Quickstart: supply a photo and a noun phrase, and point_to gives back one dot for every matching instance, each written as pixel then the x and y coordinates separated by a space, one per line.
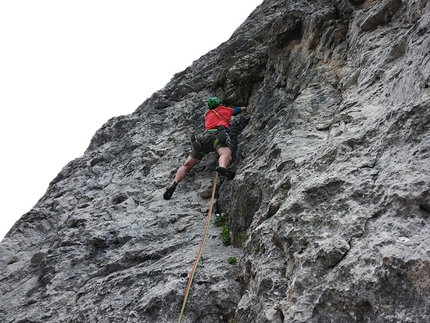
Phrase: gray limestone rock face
pixel 327 217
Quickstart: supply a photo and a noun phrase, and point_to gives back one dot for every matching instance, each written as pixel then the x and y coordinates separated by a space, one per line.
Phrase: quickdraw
pixel 199 253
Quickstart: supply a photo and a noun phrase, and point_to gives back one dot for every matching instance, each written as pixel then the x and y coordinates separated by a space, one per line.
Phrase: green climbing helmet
pixel 213 103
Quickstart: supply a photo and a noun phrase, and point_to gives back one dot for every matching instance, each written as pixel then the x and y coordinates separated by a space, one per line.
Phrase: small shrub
pixel 240 239
pixel 220 219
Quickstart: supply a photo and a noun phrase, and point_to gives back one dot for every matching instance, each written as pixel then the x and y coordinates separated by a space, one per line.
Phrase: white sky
pixel 66 67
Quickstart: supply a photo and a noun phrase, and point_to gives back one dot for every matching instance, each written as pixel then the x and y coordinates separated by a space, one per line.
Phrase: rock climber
pixel 215 138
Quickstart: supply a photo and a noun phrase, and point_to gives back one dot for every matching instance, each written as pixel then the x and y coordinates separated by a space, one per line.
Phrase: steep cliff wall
pixel 328 214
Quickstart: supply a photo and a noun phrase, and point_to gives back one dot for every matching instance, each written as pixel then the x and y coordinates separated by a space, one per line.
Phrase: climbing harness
pixel 199 253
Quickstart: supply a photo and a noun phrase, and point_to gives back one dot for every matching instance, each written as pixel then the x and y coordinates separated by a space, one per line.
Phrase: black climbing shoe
pixel 225 172
pixel 169 192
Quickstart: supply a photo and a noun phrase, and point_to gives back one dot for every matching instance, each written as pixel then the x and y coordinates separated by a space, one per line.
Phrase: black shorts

» **Task objective**:
Reproduce the listing above exactly from the line containing "Phrase: steep cliff wall" through its last line, with both of those lines included.

» **Answer below**:
Phrase: steep cliff wall
pixel 328 214
Quickstart: supply a photo and a noun phrase, and point_to gives back one dot for every matching instance, each written as pixel then the x and y coordinates separated by a space, one per line.
Phrase: climbing harness
pixel 199 253
Quickstart: supply a photo and a noun phrase, and point_to gives back one dot for every matching instance, each written as pixel then the x and y coordinates separated by a space, one per line.
Phrase: black climbing shoe
pixel 225 172
pixel 169 192
Quickstart: supply a photo and a noun phrase, and point_to gives back one dot for every matching instance, each written as pixel then the x and y coordinates separated by a space, one per line.
Phrase: black shorts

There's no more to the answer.